| DATA FOR THIS EXERCISE |
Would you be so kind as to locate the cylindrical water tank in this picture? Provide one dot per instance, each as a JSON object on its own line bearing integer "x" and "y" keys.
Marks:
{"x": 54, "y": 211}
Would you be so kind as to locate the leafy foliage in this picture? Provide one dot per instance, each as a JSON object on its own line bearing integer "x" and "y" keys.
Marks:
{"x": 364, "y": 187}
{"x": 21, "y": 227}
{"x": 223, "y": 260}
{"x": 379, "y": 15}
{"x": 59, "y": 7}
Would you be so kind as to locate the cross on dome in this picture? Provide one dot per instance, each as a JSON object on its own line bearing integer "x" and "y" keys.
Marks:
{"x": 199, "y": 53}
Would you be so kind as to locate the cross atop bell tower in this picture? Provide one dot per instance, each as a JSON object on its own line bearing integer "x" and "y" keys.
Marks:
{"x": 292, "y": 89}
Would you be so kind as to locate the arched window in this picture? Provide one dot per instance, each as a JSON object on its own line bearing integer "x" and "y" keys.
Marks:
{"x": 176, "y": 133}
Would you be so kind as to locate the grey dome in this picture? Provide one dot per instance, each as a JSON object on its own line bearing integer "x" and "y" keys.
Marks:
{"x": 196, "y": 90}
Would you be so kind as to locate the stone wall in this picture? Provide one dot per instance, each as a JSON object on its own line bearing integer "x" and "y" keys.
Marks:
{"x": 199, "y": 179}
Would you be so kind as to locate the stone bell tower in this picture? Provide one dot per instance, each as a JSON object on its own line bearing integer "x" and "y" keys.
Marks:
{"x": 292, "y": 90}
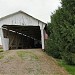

| WHAT YOU ARE ASKED TO DO |
Could you give everything from the line containing "Would you be so kind as to locate the stone bell" down to the end of the lines above again, with every line kept and each coordinate in the answers offset by 123, and with the pictures left out?

| SOLUTION TO THE PROBLEM |
Would you be so kind as to locate the stone bell tower in this picture? Provide one dot per instance, each as a JSON object on its own line bearing integer "x" and "y" keys.
Marks:
{"x": 415, "y": 213}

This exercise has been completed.